Law & Politics
The Princess Who Resides in the Roman Villa With the Only Known Caravaggio Ceiling Mural Has Finally Left After a Long Eviction Saga
The princess has been embroiled in a legal battle with her stepsons.
The princess has been embroiled in a legal battle with her stepsons.
Sarah Cascone ShareShare This Article
In the latest in a protracted legal battle, police escorted Princess Rita Jenrette Boncompagni Ludovisi from her home at Rome’s Casino di Villa Boncompagni Ludovisi, or the Villa Aurora—home to the world’s only known Caravaggio ceiling mural—in compliance with a court-ordered eviction.
“This is so illegal,” Princess Rita said in a Twitter video recorded shortly before her eviction. “It’s incomprehensible what they’re doing.”
In January, Judge Miriam Iappelli rule that Princess Rita had violated a court order prohibiting her from giving tours of the villa, and had failed to properly maintain the 9,000-square-foot property. The eviction notice cited damage to the balustrade of an exterior garden wall that had forced the closure of a public street.

→ **Data entries**:
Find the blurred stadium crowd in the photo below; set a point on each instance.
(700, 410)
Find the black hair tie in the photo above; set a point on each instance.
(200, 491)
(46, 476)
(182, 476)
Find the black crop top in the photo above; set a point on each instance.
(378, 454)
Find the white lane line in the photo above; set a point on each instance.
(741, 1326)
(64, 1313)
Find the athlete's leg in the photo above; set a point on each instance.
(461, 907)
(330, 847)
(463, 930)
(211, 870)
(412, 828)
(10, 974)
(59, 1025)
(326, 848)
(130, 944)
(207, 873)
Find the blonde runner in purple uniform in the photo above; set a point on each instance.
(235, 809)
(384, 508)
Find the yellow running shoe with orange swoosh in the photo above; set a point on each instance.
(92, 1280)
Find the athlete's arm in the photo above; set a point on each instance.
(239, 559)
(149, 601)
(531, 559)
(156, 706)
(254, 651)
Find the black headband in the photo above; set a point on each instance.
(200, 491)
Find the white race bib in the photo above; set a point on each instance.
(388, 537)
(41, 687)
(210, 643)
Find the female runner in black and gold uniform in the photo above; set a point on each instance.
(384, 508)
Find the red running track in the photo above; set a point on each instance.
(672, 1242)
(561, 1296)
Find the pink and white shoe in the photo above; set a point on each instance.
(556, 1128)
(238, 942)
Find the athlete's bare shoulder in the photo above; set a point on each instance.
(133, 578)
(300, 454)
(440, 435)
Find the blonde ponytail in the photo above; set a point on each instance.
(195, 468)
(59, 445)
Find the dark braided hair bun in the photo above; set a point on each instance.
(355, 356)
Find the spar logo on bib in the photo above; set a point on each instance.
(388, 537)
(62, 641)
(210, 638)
==
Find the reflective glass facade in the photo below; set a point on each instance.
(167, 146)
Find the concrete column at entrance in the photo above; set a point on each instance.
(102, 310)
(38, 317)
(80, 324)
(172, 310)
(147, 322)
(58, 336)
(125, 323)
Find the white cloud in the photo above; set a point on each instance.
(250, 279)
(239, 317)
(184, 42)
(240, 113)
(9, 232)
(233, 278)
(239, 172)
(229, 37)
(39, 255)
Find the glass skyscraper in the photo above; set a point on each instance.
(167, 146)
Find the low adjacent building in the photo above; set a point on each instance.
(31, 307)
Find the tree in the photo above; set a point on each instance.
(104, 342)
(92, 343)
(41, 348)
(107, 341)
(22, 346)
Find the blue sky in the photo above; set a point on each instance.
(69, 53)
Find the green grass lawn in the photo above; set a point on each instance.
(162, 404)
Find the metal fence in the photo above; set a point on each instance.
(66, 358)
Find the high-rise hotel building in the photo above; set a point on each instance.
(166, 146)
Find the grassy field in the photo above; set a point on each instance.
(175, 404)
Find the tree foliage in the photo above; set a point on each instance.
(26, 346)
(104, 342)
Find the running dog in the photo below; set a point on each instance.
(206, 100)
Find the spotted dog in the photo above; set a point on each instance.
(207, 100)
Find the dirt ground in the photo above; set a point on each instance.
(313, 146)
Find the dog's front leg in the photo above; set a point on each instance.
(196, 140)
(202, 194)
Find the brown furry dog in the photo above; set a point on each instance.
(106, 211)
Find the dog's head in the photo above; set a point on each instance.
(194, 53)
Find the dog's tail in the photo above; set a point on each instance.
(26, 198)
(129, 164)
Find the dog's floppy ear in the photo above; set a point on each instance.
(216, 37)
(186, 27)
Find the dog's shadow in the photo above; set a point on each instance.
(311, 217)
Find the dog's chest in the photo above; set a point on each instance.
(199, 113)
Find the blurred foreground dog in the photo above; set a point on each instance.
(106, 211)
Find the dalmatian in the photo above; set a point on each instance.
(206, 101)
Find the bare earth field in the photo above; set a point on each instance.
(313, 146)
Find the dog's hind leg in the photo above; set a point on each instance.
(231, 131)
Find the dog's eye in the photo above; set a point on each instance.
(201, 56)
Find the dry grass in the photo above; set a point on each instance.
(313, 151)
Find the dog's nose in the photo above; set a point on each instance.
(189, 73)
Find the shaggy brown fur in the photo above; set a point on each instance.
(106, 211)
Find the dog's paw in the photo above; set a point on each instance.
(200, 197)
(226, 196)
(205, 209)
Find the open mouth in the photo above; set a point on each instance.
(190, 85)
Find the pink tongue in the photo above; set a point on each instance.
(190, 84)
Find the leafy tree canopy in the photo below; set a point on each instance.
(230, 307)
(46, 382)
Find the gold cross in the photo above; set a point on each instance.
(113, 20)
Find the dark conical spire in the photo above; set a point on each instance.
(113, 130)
--
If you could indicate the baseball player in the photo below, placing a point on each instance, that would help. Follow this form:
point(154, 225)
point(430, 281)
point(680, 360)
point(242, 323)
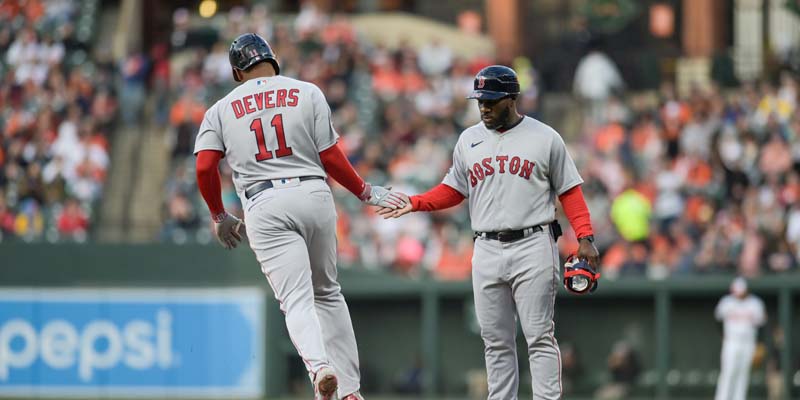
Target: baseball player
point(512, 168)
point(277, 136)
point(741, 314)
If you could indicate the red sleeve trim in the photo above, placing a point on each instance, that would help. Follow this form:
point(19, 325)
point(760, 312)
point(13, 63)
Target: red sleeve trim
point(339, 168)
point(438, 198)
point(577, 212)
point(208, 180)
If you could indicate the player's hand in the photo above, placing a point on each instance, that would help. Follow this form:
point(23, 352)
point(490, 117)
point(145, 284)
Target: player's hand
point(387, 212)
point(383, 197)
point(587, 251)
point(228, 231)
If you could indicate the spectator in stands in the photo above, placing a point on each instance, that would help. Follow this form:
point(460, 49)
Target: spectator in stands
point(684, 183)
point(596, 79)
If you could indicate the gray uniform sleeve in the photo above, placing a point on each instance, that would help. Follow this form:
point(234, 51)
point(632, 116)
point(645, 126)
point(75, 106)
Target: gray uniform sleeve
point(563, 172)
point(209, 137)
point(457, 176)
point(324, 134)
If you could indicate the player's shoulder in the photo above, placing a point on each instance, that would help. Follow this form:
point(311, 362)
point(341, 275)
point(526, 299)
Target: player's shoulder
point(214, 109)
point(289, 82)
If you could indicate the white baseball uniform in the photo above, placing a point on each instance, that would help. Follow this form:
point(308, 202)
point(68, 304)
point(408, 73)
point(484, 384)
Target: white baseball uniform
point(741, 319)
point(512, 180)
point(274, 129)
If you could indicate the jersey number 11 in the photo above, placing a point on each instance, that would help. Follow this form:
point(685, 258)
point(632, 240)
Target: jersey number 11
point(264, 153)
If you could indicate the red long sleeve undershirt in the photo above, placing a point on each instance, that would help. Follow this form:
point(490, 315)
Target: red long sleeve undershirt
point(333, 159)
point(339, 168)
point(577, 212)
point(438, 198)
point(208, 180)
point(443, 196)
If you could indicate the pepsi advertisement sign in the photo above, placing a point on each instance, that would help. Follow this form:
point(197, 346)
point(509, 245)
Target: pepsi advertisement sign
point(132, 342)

→ **Task requirements**:
**A)** According to the article on the Villa Aurora eviction, how many square feet is the property?
**B)** Retype the stretch of the article on the Villa Aurora eviction from "Sarah Cascone ShareShare" through "a public street.".
Answer from the article on the Villa Aurora eviction alone.

→ **Answers for the tasks**:
**A)** 9,000 square feet.

**B)**
Sarah Cascone ShareShare This Article
In the latest in a protracted legal battle, police escorted Princess Rita Jenrette Boncompagni Ludovisi from her home at Rome’s Casino di Villa Boncompagni Ludovisi, or the Villa Aurora—home to the world’s only known Caravaggio ceiling mural—in compliance with a court-ordered eviction.
“This is so illegal,” Princess Rita said in a Twitter video recorded shortly before her eviction. “It’s incomprehensible what they’re doing.”
In January, Judge Miriam Iappelli rule that Princess Rita had violated a court order prohibiting her from giving tours of the villa, and had failed to properly maintain the 9,000-square-foot property. The eviction notice cited damage to the balustrade of an exterior garden wall that had forced the closure of a public street.